### Collected data entries

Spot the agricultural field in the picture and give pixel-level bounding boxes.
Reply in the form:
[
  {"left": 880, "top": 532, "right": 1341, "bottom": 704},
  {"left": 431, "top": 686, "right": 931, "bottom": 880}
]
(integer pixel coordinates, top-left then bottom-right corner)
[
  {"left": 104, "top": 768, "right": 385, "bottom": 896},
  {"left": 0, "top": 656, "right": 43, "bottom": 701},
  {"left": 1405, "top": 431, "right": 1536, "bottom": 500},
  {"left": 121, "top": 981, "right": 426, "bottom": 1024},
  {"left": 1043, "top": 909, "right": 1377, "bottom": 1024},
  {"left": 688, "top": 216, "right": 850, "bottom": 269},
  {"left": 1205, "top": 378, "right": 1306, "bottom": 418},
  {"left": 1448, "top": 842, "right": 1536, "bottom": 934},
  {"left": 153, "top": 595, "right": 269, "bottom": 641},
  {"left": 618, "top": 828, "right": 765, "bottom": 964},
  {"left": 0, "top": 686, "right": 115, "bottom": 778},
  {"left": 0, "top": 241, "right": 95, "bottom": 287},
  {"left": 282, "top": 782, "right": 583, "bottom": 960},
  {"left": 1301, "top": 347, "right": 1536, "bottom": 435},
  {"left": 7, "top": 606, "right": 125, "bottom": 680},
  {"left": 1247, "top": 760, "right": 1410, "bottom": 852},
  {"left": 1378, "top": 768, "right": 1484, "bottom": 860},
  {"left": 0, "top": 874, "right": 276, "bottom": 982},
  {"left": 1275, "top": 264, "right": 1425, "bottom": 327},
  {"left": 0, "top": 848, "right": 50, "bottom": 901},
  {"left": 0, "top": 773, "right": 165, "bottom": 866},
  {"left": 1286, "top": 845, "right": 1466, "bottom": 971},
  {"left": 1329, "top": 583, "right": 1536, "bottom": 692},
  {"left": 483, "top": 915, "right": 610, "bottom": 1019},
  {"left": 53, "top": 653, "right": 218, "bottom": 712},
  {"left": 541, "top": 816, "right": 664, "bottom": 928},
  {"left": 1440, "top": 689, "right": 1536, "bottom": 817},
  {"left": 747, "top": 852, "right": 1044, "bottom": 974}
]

### WORK ORDER
Could you write out all the data exactly as it is given?

### FINAL ANSWER
Spot the agricultural field in the picture and give pixel-level bounding boxes.
Reply in the form:
[
  {"left": 880, "top": 532, "right": 1341, "bottom": 704},
  {"left": 431, "top": 686, "right": 931, "bottom": 880}
]
(integer pixel coordinates, top-left then bottom-right corner)
[
  {"left": 104, "top": 768, "right": 385, "bottom": 896},
  {"left": 0, "top": 656, "right": 43, "bottom": 701},
  {"left": 1405, "top": 431, "right": 1536, "bottom": 500},
  {"left": 121, "top": 981, "right": 426, "bottom": 1024},
  {"left": 1043, "top": 909, "right": 1377, "bottom": 1024},
  {"left": 688, "top": 216, "right": 850, "bottom": 269},
  {"left": 1205, "top": 378, "right": 1306, "bottom": 418},
  {"left": 1448, "top": 842, "right": 1536, "bottom": 934},
  {"left": 153, "top": 595, "right": 269, "bottom": 641},
  {"left": 618, "top": 828, "right": 765, "bottom": 964},
  {"left": 0, "top": 686, "right": 115, "bottom": 778},
  {"left": 0, "top": 241, "right": 95, "bottom": 287},
  {"left": 282, "top": 782, "right": 583, "bottom": 960},
  {"left": 1301, "top": 347, "right": 1536, "bottom": 435},
  {"left": 7, "top": 606, "right": 125, "bottom": 680},
  {"left": 1247, "top": 760, "right": 1410, "bottom": 852},
  {"left": 1378, "top": 768, "right": 1484, "bottom": 860},
  {"left": 0, "top": 874, "right": 276, "bottom": 982},
  {"left": 1275, "top": 264, "right": 1425, "bottom": 327},
  {"left": 0, "top": 848, "right": 50, "bottom": 901},
  {"left": 0, "top": 773, "right": 165, "bottom": 866},
  {"left": 1286, "top": 845, "right": 1466, "bottom": 971},
  {"left": 1329, "top": 583, "right": 1536, "bottom": 692},
  {"left": 483, "top": 915, "right": 610, "bottom": 1019},
  {"left": 53, "top": 653, "right": 218, "bottom": 712},
  {"left": 541, "top": 816, "right": 664, "bottom": 928},
  {"left": 1440, "top": 689, "right": 1536, "bottom": 817},
  {"left": 747, "top": 852, "right": 1044, "bottom": 974}
]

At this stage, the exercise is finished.